§ **THE RECORDS**:

━━━━

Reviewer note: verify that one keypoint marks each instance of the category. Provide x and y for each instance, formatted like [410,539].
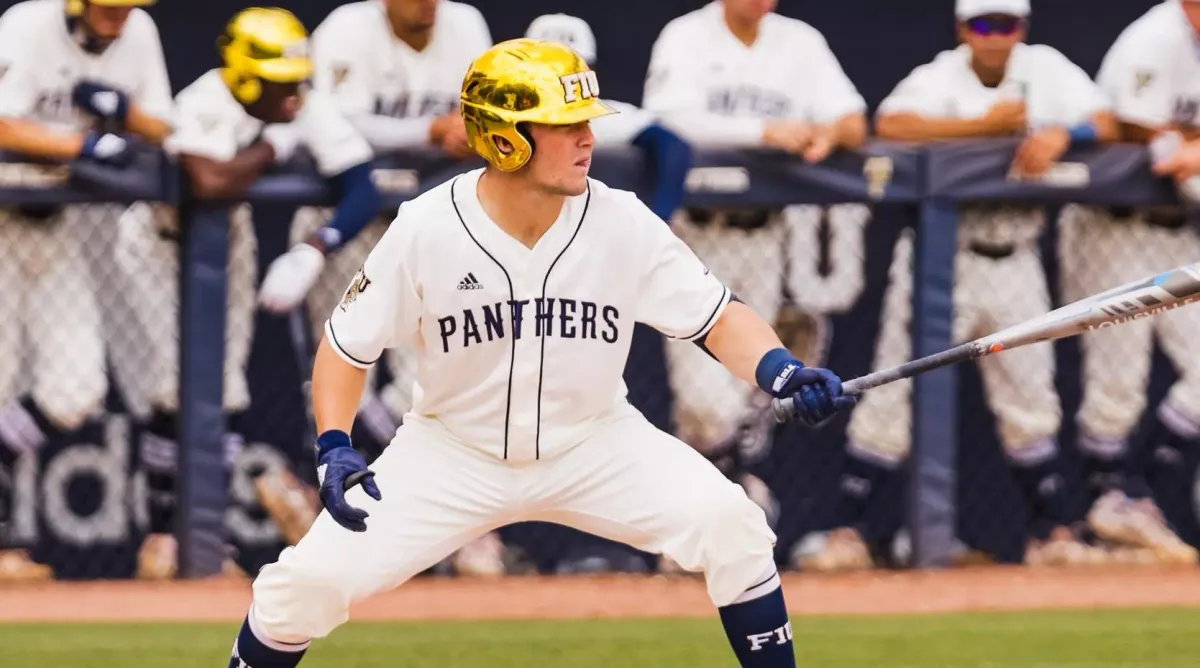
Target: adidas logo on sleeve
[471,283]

━━━━

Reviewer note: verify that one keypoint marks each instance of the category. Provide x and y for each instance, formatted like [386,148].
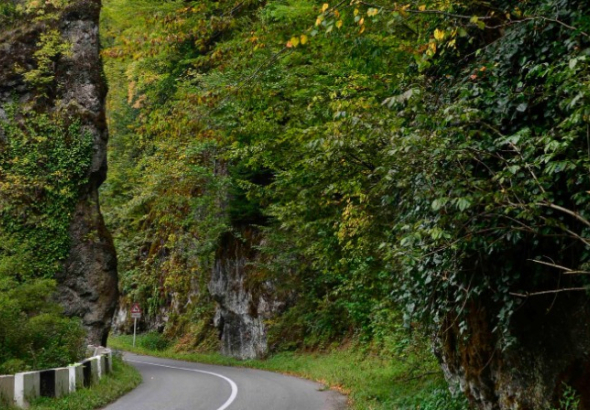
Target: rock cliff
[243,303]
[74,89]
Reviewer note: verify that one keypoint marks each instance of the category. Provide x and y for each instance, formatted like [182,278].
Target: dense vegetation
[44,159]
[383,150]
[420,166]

━━━━

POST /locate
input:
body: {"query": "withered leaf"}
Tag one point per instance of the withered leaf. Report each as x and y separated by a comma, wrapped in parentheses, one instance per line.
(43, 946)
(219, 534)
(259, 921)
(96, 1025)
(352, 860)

━━━━

§ **WHAT IS NEEDED**:
Search each line of the data above for "category", and copy the lines where it occurs.

§ **ANSWER TO THIS EXERCISE**:
Reviewer note: verify that one keypoint marks each instance of the category. Provide x and y for each instance, formatted like [410,539].
Reviewer note: verify that one keypoint marks each instance of the category. Provide x and y for each instance, formatted like [386,148].
Reviewer note: verify that one keypoint marks each instance of the category. Provide x and y for each instance, formatted like [182,278].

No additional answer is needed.